━━ Data entries

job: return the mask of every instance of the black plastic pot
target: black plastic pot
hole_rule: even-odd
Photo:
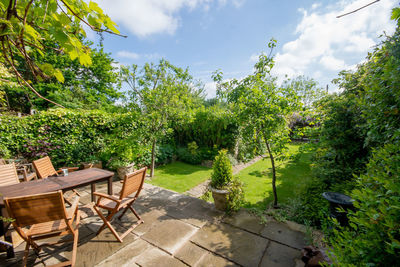
[[[347,211],[354,210],[353,202],[354,200],[341,193],[336,192],[324,192],[322,196],[329,201],[330,215],[336,218],[340,225],[347,226],[349,224],[349,219],[347,218]],[[338,208],[343,208],[345,211],[338,211]]]

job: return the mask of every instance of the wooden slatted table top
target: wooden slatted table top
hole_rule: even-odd
[[[67,176],[48,177],[46,179],[31,180],[19,184],[0,187],[0,206],[4,206],[4,197],[17,197],[47,193],[57,190],[70,190],[105,180],[114,176],[113,172],[90,168],[69,173]]]

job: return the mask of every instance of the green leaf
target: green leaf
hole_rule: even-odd
[[[54,76],[56,77],[57,81],[61,83],[64,82],[64,76],[62,75],[62,72],[59,69],[54,70]]]
[[[90,55],[87,53],[81,53],[79,55],[79,63],[84,66],[89,66],[92,64],[92,59],[90,58]]]

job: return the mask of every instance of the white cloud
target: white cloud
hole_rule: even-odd
[[[204,91],[207,98],[213,98],[217,95],[217,85],[215,82],[207,82],[204,84]]]
[[[259,54],[252,54],[249,58],[249,62],[251,63],[256,63],[258,61],[258,58],[260,57]]]
[[[215,0],[99,0],[100,7],[113,21],[126,27],[140,38],[153,34],[173,34],[180,26],[179,11],[203,7],[207,12]],[[224,6],[228,2],[239,8],[244,0],[218,0]]]
[[[344,60],[332,56],[322,56],[319,62],[328,70],[340,71],[347,68]]]
[[[125,51],[125,50],[118,51],[117,56],[122,57],[122,58],[129,58],[129,59],[138,59],[140,57],[139,54]]]
[[[121,50],[117,52],[117,57],[125,58],[130,60],[138,60],[138,59],[146,59],[150,61],[158,60],[163,56],[158,53],[151,53],[151,54],[138,54],[131,51]]]
[[[336,18],[367,3],[345,0],[328,7],[313,4],[309,10],[300,9],[303,17],[294,32],[297,38],[285,43],[276,54],[274,73],[320,77],[322,72],[323,78],[330,81],[338,71],[360,63],[377,43],[377,37],[383,31],[392,33],[395,28],[390,13],[396,3],[391,0]]]

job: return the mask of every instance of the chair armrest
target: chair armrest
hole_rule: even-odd
[[[99,196],[99,197],[104,197],[104,198],[107,198],[109,200],[115,201],[117,203],[121,202],[121,200],[119,198],[116,198],[114,196],[110,196],[110,195],[107,195],[107,194],[103,194],[103,193],[100,193],[100,192],[93,192],[93,195]]]
[[[79,204],[79,199],[80,197],[75,197],[74,201],[71,203],[71,207],[67,208],[67,219],[71,220],[74,218],[74,214],[76,210],[78,209],[78,204]]]

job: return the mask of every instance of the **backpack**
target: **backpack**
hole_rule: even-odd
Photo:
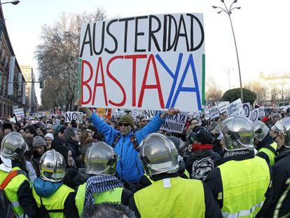
[[[23,174],[21,170],[13,170],[10,172],[0,185],[0,214],[1,214],[1,217],[17,217],[17,215],[12,209],[10,201],[5,194],[4,189],[15,177],[21,173]]]
[[[214,168],[214,161],[209,156],[200,160],[195,160],[193,163],[191,178],[204,180],[207,178],[207,174]]]

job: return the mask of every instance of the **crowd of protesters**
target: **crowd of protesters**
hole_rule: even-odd
[[[183,133],[159,130],[177,109],[150,120],[81,109],[81,123],[2,119],[0,184],[18,172],[3,189],[19,217],[290,216],[289,109],[254,123],[190,115]]]

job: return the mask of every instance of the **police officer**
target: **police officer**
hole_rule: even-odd
[[[265,217],[290,216],[290,117],[285,117],[275,124],[278,131],[276,142],[278,155],[273,170],[273,196],[271,206]]]
[[[51,218],[78,217],[74,191],[62,182],[64,157],[52,149],[43,154],[39,165],[41,177],[34,180],[32,192],[41,212],[48,212]]]
[[[103,142],[92,143],[85,155],[87,182],[78,186],[76,203],[78,214],[92,204],[105,202],[127,205],[132,192],[113,176],[118,156],[113,149]]]
[[[154,182],[134,193],[129,207],[138,217],[220,217],[209,189],[202,181],[179,177],[178,151],[172,141],[152,133],[142,141],[139,157]]]
[[[226,152],[221,165],[207,175],[205,182],[223,217],[254,217],[263,204],[268,205],[265,196],[270,195],[270,165],[254,155],[254,126],[247,118],[228,118],[221,124],[221,132]]]
[[[2,139],[0,154],[0,184],[14,177],[4,189],[12,209],[18,217],[25,214],[36,217],[38,207],[33,198],[29,180],[22,168],[25,152],[28,147],[22,136],[15,132],[8,133]],[[6,180],[7,181],[7,180]],[[1,217],[1,215],[0,215]]]
[[[254,143],[258,150],[256,156],[264,158],[272,166],[277,155],[277,143],[270,136],[270,129],[264,122],[256,121],[253,125],[255,131]]]

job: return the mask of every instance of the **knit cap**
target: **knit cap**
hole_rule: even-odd
[[[129,123],[134,128],[134,118],[131,115],[127,114],[122,116],[120,118],[119,123],[123,122]]]
[[[42,137],[36,135],[33,139],[32,148],[35,149],[41,146],[46,147],[46,142],[43,139]]]
[[[54,139],[55,139],[55,137],[53,137],[53,134],[51,134],[51,133],[47,133],[45,136],[44,136],[44,138],[46,138],[46,137],[49,137],[49,138],[50,138],[52,140],[53,140]]]

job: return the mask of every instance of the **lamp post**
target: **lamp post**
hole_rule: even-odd
[[[241,7],[235,7],[233,6],[234,5],[235,3],[237,3],[237,0],[234,0],[232,3],[232,4],[230,5],[230,8],[228,8],[228,6],[226,6],[226,4],[225,4],[225,1],[224,0],[221,0],[221,1],[224,4],[225,8],[221,8],[221,7],[218,7],[218,6],[213,6],[212,8],[214,8],[214,9],[216,8],[219,8],[219,11],[218,11],[218,13],[221,13],[221,12],[224,12],[226,13],[228,15],[228,18],[230,19],[230,27],[232,27],[232,32],[233,32],[233,36],[234,39],[234,41],[235,41],[235,53],[237,54],[237,67],[239,69],[239,76],[240,76],[240,88],[241,89],[241,100],[242,100],[242,102],[243,102],[243,95],[242,95],[242,76],[241,76],[241,70],[240,68],[240,60],[239,60],[239,55],[237,54],[237,42],[235,41],[235,32],[233,27],[233,22],[232,22],[232,19],[230,18],[230,15],[232,14],[232,11],[234,9],[240,9]]]
[[[12,4],[16,5],[16,4],[18,4],[18,3],[20,3],[20,1],[6,1],[6,2],[4,2],[4,3],[0,3],[0,6],[1,6],[1,5],[2,5],[2,4],[8,4],[8,3],[11,3],[11,4]]]

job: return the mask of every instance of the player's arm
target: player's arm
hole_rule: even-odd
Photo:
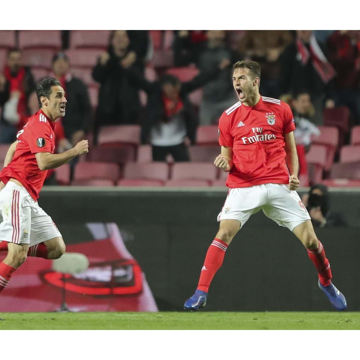
[[[73,148],[61,154],[39,152],[36,153],[35,156],[39,168],[44,171],[58,167],[68,162],[73,158],[88,152],[89,142],[87,140],[82,140]]]
[[[296,152],[296,145],[294,138],[294,132],[291,131],[284,135],[285,140],[285,151],[286,152],[286,163],[290,173],[289,188],[296,190],[300,182],[297,178],[299,172],[299,159]]]
[[[231,146],[222,146],[221,153],[216,157],[214,165],[225,172],[229,172],[233,168],[233,148]]]

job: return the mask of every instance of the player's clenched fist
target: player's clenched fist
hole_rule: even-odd
[[[224,171],[228,172],[231,170],[229,162],[221,154],[215,159],[214,165]]]
[[[289,189],[290,190],[296,190],[299,187],[300,181],[294,175],[292,175],[289,180]]]
[[[79,141],[74,147],[76,150],[78,156],[82,155],[89,152],[89,142],[87,140],[82,140]]]

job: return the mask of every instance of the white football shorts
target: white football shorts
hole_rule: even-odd
[[[268,217],[292,231],[311,219],[296,191],[285,184],[266,184],[229,189],[217,221],[238,220],[242,228],[253,214],[262,210]]]
[[[61,236],[51,218],[27,190],[8,181],[0,191],[0,241],[32,246]]]

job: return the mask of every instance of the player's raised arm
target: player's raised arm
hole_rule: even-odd
[[[41,170],[48,170],[58,167],[68,162],[76,156],[89,152],[89,141],[82,140],[72,149],[61,154],[51,153],[37,153],[35,156],[39,168]]]
[[[296,190],[299,186],[300,182],[297,177],[299,172],[299,159],[296,152],[293,131],[285,134],[284,137],[285,151],[286,152],[286,163],[290,173],[289,188],[291,190]]]
[[[214,165],[225,172],[229,172],[233,168],[233,148],[231,146],[222,146],[221,153],[216,157]]]

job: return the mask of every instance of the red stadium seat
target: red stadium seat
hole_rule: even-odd
[[[219,144],[217,125],[199,126],[197,131],[196,143],[199,145],[218,145]]]
[[[23,51],[24,62],[32,67],[50,69],[54,51],[49,49],[28,49]]]
[[[153,161],[153,154],[151,145],[140,145],[138,148],[138,162],[151,162]]]
[[[207,180],[216,179],[217,168],[204,162],[177,162],[172,166],[172,180]]]
[[[70,183],[70,166],[64,164],[55,168],[56,180],[60,185],[68,185]]]
[[[119,180],[118,186],[163,186],[164,182],[160,180],[122,179]]]
[[[325,170],[329,170],[334,162],[335,152],[339,144],[339,130],[333,126],[318,127],[321,134],[314,139],[312,143],[326,146],[326,164],[325,168]]]
[[[311,183],[320,182],[323,178],[323,170],[326,165],[326,147],[312,145],[306,154],[309,166],[309,179]]]
[[[169,167],[165,162],[148,163],[129,162],[124,167],[124,179],[159,180],[164,181],[169,177]]]
[[[55,50],[61,49],[62,46],[60,30],[21,30],[19,32],[19,46],[21,49],[49,48]]]
[[[343,146],[340,150],[341,163],[355,162],[360,161],[360,145]]]
[[[221,149],[219,146],[194,145],[189,147],[189,151],[192,161],[208,161],[212,163]]]
[[[354,126],[351,129],[350,143],[352,145],[360,145],[360,126]]]
[[[168,186],[198,187],[208,186],[211,182],[206,180],[168,180],[165,183],[165,186]]]
[[[90,179],[87,180],[74,180],[73,186],[114,186],[114,182],[108,179]]]
[[[139,125],[110,125],[100,130],[98,142],[100,145],[140,143],[141,129]]]
[[[87,159],[90,161],[125,164],[134,161],[135,155],[135,149],[132,145],[115,148],[98,146],[89,152]]]
[[[172,66],[174,64],[174,53],[170,50],[155,50],[151,63],[156,68]]]
[[[10,49],[16,46],[16,37],[14,30],[0,31],[0,48]]]
[[[119,178],[119,168],[117,164],[109,162],[84,161],[78,163],[75,168],[74,180],[83,181],[93,179],[107,179],[114,184]]]
[[[109,43],[110,30],[72,30],[70,33],[71,48],[95,48],[105,50]]]
[[[150,38],[154,50],[162,48],[162,31],[161,30],[150,30],[149,31]]]
[[[101,50],[91,49],[73,49],[67,50],[72,67],[89,68],[92,69],[96,65],[101,54]]]

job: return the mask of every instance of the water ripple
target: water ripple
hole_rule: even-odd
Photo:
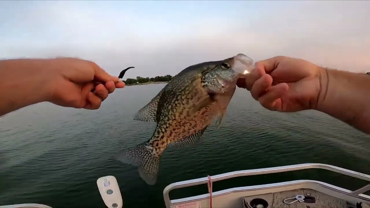
[[[148,186],[137,168],[113,157],[151,136],[155,123],[132,118],[164,86],[127,87],[115,93],[96,111],[42,103],[0,118],[1,204],[104,207],[96,180],[107,175],[117,178],[127,207],[145,207],[148,203],[163,207],[163,189],[170,183],[227,171],[318,162],[370,174],[370,142],[364,134],[319,112],[268,111],[238,88],[221,128],[210,127],[196,145],[166,149],[157,183]],[[347,182],[339,176],[314,172],[220,182],[215,187],[294,177],[329,180],[345,187],[358,185],[356,181]],[[204,194],[206,190],[204,186],[189,188],[175,195]]]

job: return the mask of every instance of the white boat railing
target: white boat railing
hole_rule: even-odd
[[[52,208],[43,204],[20,204],[13,205],[0,206],[0,208]]]
[[[214,182],[240,176],[268,174],[310,168],[324,169],[349,176],[351,176],[354,178],[370,181],[370,175],[369,175],[340,168],[333,165],[321,163],[304,163],[264,168],[237,171],[216,175],[211,176],[211,178],[212,181]],[[170,208],[171,204],[173,202],[175,202],[174,201],[174,199],[171,200],[169,199],[169,194],[171,191],[177,188],[206,184],[209,181],[209,179],[208,177],[204,177],[199,178],[176,182],[168,185],[163,190],[163,198],[164,199],[166,208]],[[369,190],[370,190],[370,184],[365,185],[355,191],[352,191],[350,192],[350,194],[358,195]],[[208,194],[208,195],[210,195],[209,193]],[[370,198],[369,199],[370,199]],[[175,200],[176,200],[176,199]]]

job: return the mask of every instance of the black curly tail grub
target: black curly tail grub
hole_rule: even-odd
[[[135,67],[129,67],[125,69],[122,70],[122,71],[121,71],[121,73],[120,73],[120,75],[118,76],[118,77],[120,79],[122,79],[122,77],[123,77],[123,76],[125,75],[125,73],[126,73],[126,71],[132,68],[135,68]]]
[[[124,75],[125,75],[125,73],[126,73],[126,72],[129,69],[130,69],[130,68],[135,68],[135,67],[127,67],[125,68],[125,69],[122,70],[122,71],[121,72],[121,73],[120,73],[120,75],[119,75],[118,76],[118,78],[120,79],[122,79],[122,78],[123,77]],[[93,88],[91,90],[91,91],[92,93],[93,93],[95,90],[95,87],[94,87],[94,88]]]

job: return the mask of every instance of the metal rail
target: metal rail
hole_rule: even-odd
[[[221,181],[240,176],[275,173],[310,168],[326,170],[349,176],[351,176],[354,178],[370,181],[370,175],[369,175],[340,168],[334,165],[321,163],[304,163],[291,165],[237,171],[211,176],[211,178],[212,181]],[[196,179],[192,179],[176,182],[167,186],[163,190],[163,198],[166,204],[166,208],[170,208],[170,205],[171,202],[171,201],[169,199],[169,195],[170,191],[176,188],[206,184],[209,181],[209,180],[208,177],[204,177]],[[353,194],[358,195],[362,194],[369,190],[369,189],[370,189],[370,184],[366,185],[356,191],[353,191],[351,193]]]
[[[12,205],[0,206],[0,208],[52,208],[43,204],[20,204]]]

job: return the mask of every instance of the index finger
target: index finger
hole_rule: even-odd
[[[118,82],[119,78],[118,77],[112,76],[109,74],[103,69],[100,68],[94,62],[90,61],[90,65],[92,67],[94,71],[94,79],[102,82],[107,83],[109,81],[113,81],[115,83]]]
[[[278,67],[278,65],[282,60],[286,58],[285,56],[280,56],[260,61],[256,63],[256,68],[262,69],[266,73],[269,74]]]

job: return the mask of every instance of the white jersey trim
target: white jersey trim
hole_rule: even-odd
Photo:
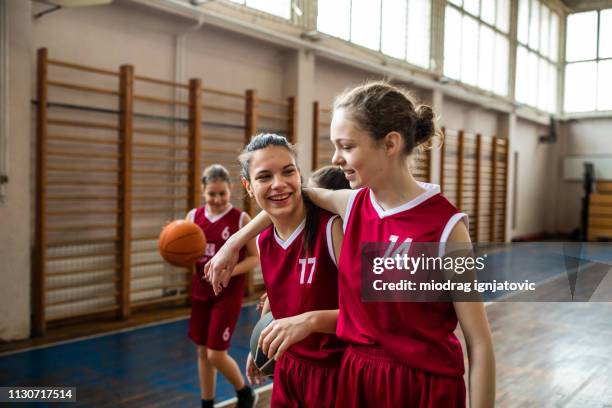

━━━━

== The problem ==
Rewrite the data from the line with "job: return the mask of every instance of the **lamp" up to and including the line with "[[[61,236],[51,218],[27,190],[8,181],[0,191],[0,241],[32,246]]]", changing "clenched fist" to "closed fist" and keeping everything else the same. Omit the pictures from your answer.

== Answer to the problem ==
job: return the mask of every instance of the **lamp post**
target: **lamp post**
hole_rule: even-odd
[[[241,7],[235,7],[233,6],[234,5],[235,3],[237,3],[237,0],[234,0],[232,3],[232,4],[230,5],[230,8],[228,8],[228,6],[226,6],[226,4],[225,4],[225,1],[224,0],[221,0],[221,1],[224,4],[225,8],[221,8],[221,7],[218,7],[218,6],[213,6],[212,8],[214,8],[214,9],[216,8],[219,8],[219,11],[218,11],[218,13],[221,13],[221,12],[224,12],[226,13],[228,15],[228,18],[230,19],[230,27],[232,27],[232,32],[233,32],[233,36],[234,39],[234,41],[235,41],[235,53],[237,54],[237,67],[239,69],[239,76],[240,76],[240,88],[241,89],[241,100],[242,100],[242,102],[243,102],[243,95],[242,95],[242,76],[241,76],[241,70],[240,68],[240,60],[239,60],[239,55],[237,54],[237,42],[235,41],[235,32],[233,27],[233,22],[232,22],[232,19],[230,18],[230,15],[232,14],[232,11],[234,9],[240,9]]]
[[[12,4],[16,5],[16,4],[18,4],[18,3],[20,3],[20,1],[6,1],[6,2],[4,2],[4,3],[0,3],[0,6],[1,6],[1,5],[2,5],[2,4],[8,4],[8,3],[11,3],[11,4]]]

job: return the mask of every instance of the player's arm
target: player's arm
hole_rule: even-odd
Photo:
[[[73,148],[61,154],[39,152],[36,153],[35,156],[39,168],[44,171],[58,167],[68,162],[73,158],[88,152],[89,142],[87,140],[82,140]]]
[[[296,152],[296,145],[294,138],[294,132],[291,131],[284,135],[285,140],[285,151],[286,152],[286,163],[290,173],[289,188],[296,190],[300,182],[297,178],[299,172],[299,159]]]
[[[231,146],[222,146],[221,153],[216,157],[214,165],[225,172],[229,172],[233,168],[233,148]]]

job: return the mask of every instance of the player's closed fist
target: player's closed fist
hole_rule: even-odd
[[[224,171],[228,172],[231,170],[229,162],[221,154],[215,159],[214,165]]]
[[[289,189],[290,190],[296,190],[299,187],[300,181],[294,175],[292,175],[289,180]]]
[[[79,141],[74,147],[76,150],[78,156],[82,155],[89,152],[89,142],[87,140],[82,140]]]

job: return the mask of every instance of the white football shorts
target: white football shorts
hole_rule: even-odd
[[[268,217],[292,231],[311,219],[296,191],[285,184],[266,184],[229,189],[217,221],[238,220],[242,228],[253,214],[262,210]]]
[[[61,236],[51,218],[27,190],[8,181],[0,191],[0,241],[32,246]]]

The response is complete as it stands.